Point-per-instance localization data>
- - - - -

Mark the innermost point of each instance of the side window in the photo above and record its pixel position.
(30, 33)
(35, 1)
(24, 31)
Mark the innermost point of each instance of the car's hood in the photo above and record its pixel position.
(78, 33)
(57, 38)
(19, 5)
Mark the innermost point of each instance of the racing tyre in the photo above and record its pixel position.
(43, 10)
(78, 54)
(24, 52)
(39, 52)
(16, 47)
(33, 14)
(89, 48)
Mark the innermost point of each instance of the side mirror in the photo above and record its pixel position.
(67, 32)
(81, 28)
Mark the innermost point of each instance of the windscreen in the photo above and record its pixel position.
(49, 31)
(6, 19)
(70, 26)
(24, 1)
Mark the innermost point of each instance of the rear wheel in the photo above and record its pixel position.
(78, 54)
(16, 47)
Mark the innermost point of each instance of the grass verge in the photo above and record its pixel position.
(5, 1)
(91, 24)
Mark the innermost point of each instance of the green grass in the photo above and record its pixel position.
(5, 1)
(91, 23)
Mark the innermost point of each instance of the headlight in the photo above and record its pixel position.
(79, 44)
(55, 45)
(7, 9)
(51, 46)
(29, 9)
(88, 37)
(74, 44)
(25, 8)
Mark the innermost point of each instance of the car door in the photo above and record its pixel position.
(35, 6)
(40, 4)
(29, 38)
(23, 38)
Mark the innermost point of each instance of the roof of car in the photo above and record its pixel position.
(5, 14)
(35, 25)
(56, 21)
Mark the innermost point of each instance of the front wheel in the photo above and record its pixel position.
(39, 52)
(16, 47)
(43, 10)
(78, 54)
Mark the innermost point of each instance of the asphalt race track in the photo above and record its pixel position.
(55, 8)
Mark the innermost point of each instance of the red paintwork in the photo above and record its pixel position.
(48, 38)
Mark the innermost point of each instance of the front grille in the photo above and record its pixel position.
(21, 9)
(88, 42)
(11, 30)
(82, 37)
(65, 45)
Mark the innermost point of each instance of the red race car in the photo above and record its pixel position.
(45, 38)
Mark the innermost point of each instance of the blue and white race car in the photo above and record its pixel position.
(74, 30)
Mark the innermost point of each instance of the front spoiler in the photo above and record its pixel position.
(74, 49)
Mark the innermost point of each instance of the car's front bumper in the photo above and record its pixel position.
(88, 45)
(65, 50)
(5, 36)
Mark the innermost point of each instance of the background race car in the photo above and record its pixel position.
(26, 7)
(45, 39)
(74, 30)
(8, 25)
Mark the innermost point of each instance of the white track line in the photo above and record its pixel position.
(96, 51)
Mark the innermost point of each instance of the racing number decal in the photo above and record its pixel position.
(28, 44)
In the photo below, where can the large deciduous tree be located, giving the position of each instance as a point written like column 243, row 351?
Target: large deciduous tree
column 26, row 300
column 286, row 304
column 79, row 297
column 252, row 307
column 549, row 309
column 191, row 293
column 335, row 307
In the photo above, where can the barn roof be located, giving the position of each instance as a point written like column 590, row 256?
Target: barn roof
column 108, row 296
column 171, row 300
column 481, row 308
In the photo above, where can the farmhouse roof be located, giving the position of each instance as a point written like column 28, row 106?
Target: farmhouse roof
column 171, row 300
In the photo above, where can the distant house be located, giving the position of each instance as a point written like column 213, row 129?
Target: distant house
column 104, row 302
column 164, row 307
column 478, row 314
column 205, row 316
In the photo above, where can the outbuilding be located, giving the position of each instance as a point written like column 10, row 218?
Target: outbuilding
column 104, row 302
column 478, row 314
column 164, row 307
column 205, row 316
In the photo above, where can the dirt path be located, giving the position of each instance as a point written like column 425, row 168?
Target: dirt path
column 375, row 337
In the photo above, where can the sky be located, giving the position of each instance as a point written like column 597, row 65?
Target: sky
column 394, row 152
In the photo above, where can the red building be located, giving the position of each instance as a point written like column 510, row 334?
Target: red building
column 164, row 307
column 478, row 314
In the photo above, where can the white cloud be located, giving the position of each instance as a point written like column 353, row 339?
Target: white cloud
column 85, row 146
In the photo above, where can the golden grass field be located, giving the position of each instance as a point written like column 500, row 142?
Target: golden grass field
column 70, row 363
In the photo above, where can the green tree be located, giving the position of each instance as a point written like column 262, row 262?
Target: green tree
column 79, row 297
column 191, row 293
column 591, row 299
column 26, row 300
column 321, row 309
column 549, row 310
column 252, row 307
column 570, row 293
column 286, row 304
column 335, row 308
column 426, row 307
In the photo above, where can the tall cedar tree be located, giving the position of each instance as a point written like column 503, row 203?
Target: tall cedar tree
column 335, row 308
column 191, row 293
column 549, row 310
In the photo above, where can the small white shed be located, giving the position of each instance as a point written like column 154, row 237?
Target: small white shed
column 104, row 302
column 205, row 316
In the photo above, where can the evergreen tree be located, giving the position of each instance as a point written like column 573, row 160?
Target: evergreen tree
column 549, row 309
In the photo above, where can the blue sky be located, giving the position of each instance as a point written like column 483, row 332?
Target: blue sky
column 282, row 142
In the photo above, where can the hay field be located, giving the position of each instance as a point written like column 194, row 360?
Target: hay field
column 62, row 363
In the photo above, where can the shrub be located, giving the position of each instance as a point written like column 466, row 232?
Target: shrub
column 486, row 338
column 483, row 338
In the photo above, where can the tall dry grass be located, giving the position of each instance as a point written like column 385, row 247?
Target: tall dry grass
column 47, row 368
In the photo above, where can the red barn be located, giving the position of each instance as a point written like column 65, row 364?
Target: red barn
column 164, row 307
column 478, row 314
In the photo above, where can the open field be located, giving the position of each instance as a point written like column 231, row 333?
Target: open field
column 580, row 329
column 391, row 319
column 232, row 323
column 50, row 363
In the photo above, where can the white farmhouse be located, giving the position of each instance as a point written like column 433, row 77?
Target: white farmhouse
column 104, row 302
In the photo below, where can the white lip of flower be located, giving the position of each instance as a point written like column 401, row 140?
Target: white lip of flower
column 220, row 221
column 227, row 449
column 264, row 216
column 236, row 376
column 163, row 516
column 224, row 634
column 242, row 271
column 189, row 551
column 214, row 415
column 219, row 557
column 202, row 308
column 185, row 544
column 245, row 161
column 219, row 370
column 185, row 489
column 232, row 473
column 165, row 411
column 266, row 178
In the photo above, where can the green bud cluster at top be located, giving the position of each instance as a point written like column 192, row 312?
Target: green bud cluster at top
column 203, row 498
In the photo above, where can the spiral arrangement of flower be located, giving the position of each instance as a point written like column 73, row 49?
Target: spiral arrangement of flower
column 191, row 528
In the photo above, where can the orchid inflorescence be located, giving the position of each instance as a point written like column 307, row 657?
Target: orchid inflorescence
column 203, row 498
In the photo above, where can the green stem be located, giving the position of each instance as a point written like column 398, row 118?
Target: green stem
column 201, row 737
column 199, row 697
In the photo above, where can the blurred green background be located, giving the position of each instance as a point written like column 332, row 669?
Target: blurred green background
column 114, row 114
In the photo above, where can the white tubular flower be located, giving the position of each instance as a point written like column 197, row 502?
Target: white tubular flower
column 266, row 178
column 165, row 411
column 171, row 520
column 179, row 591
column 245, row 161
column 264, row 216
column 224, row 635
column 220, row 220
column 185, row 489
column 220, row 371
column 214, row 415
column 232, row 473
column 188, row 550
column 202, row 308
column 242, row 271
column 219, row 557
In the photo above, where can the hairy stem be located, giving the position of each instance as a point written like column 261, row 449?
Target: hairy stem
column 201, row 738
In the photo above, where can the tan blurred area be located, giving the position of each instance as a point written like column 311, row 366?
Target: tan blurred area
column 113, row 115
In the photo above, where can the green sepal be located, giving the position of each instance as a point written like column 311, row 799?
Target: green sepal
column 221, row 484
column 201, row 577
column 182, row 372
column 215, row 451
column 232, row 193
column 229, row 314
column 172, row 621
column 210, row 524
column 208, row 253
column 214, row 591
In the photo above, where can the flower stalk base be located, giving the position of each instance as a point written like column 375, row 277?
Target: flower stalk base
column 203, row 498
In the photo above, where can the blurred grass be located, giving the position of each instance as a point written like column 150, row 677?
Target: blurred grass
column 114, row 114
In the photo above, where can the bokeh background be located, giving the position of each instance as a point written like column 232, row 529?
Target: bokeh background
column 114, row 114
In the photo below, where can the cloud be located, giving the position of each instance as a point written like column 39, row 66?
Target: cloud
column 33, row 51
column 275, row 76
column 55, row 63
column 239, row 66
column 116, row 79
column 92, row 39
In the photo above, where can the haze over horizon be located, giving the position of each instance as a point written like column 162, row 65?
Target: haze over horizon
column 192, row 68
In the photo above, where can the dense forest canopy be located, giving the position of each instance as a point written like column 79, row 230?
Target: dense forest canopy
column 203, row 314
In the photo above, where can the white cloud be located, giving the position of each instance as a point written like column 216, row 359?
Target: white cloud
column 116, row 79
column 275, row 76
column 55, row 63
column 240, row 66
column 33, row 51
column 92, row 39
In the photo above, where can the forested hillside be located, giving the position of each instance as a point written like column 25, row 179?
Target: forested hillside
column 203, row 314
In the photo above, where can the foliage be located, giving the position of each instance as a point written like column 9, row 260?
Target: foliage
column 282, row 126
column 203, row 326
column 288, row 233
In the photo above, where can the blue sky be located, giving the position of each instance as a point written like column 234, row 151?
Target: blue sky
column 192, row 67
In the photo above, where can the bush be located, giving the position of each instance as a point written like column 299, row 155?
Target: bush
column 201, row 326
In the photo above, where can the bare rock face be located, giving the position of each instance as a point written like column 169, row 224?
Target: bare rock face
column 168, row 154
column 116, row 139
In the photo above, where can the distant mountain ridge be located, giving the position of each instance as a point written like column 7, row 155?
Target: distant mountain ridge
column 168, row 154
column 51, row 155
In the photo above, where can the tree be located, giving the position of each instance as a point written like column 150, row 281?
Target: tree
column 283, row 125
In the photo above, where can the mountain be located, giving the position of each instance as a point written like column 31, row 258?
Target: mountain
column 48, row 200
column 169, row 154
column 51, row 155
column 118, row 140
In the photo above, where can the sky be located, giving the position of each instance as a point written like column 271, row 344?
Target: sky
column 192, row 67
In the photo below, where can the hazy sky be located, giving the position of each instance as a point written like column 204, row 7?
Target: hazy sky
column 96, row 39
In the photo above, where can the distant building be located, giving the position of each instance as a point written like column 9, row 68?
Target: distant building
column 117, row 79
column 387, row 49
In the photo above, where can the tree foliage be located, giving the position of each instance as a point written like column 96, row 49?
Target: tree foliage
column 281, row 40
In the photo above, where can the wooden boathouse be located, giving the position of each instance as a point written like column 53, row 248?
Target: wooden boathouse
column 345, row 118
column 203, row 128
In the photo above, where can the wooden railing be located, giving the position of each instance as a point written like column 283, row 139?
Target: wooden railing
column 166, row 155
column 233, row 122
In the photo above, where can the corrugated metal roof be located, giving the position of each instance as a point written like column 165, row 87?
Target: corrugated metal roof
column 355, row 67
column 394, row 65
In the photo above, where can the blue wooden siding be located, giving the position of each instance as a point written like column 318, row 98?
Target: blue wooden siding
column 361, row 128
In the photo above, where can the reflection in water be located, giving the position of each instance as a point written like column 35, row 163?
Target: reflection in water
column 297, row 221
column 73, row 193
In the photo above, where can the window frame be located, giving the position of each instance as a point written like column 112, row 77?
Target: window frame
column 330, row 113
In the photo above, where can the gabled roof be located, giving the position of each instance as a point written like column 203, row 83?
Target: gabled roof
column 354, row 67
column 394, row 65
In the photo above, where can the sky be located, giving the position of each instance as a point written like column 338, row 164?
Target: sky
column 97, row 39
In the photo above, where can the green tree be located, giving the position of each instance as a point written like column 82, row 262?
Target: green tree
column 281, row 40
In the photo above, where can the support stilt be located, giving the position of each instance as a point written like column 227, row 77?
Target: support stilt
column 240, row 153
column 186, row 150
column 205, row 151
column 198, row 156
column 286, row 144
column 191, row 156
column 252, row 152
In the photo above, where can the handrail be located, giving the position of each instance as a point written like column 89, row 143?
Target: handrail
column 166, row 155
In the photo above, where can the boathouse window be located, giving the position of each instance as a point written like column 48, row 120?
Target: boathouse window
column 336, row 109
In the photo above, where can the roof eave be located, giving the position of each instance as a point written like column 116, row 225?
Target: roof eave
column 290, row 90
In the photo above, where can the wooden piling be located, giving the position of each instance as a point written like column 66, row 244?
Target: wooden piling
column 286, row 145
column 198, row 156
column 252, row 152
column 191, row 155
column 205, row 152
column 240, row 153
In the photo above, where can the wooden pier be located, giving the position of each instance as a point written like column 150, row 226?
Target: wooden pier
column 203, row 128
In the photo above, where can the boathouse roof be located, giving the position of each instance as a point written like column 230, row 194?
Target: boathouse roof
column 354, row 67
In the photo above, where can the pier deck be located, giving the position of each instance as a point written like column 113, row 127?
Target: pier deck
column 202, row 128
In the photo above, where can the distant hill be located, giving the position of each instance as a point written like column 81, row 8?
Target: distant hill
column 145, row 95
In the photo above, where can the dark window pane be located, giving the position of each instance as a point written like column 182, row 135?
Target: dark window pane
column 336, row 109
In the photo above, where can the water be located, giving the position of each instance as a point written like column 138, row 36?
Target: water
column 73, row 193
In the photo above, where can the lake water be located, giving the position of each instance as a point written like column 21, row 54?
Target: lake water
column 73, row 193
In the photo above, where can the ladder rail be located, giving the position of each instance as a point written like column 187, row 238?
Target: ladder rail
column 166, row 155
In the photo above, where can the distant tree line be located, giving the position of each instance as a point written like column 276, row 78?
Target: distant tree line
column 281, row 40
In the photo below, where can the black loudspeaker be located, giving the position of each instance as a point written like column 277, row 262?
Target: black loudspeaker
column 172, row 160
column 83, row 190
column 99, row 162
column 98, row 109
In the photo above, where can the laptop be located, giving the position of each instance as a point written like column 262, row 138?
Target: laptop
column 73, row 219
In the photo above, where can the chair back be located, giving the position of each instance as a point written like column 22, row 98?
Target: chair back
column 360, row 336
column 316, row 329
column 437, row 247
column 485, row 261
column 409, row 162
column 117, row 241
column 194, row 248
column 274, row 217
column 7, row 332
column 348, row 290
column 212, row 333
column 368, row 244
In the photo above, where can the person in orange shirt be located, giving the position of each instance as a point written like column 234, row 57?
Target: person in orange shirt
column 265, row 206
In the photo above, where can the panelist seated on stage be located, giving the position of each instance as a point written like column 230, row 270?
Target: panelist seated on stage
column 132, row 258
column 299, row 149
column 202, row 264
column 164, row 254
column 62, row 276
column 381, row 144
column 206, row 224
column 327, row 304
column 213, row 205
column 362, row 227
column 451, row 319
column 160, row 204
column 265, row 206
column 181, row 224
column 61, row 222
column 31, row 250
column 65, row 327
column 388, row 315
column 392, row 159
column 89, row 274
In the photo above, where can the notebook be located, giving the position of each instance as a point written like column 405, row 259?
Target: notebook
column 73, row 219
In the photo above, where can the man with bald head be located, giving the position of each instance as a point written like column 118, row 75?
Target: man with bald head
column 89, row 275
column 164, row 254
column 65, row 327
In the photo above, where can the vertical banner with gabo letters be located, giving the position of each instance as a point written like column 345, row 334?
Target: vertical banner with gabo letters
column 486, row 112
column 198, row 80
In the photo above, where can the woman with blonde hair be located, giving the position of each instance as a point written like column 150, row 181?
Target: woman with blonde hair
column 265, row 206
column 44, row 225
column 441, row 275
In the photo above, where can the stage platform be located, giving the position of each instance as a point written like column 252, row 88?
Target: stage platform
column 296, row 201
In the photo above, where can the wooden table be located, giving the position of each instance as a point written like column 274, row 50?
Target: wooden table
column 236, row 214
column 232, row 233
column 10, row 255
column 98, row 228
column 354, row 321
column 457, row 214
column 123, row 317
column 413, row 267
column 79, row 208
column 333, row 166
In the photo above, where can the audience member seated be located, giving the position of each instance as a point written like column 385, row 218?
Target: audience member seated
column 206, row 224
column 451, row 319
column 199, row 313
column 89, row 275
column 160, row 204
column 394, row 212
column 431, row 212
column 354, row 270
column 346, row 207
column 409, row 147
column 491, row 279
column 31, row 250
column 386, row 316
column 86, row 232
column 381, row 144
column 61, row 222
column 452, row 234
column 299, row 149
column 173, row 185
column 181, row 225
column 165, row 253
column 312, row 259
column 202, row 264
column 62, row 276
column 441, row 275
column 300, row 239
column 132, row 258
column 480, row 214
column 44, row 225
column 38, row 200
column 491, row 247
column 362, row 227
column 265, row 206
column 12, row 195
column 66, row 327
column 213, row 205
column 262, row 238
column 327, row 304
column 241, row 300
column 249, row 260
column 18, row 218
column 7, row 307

- - - - -

Retrieve every line above holding the word "below".

OUTPUT>
In the photo below, where can the large deciduous tree be located, giving the position of each instance as a point written like column 243, row 351?
In the photo below, where can the white lip of flower be located, giving the position of each instance as a point written like column 401, row 140?
In the photo below, where can the cloud be located, giving the position of each instance as a point written like column 39, row 66?
In the photo below, where can the hazy sky be located, giving the position of each instance as a point written like column 204, row 7?
In the photo below, where can the black loudspeaker be located, giving the position of each instance as a point written like column 277, row 262?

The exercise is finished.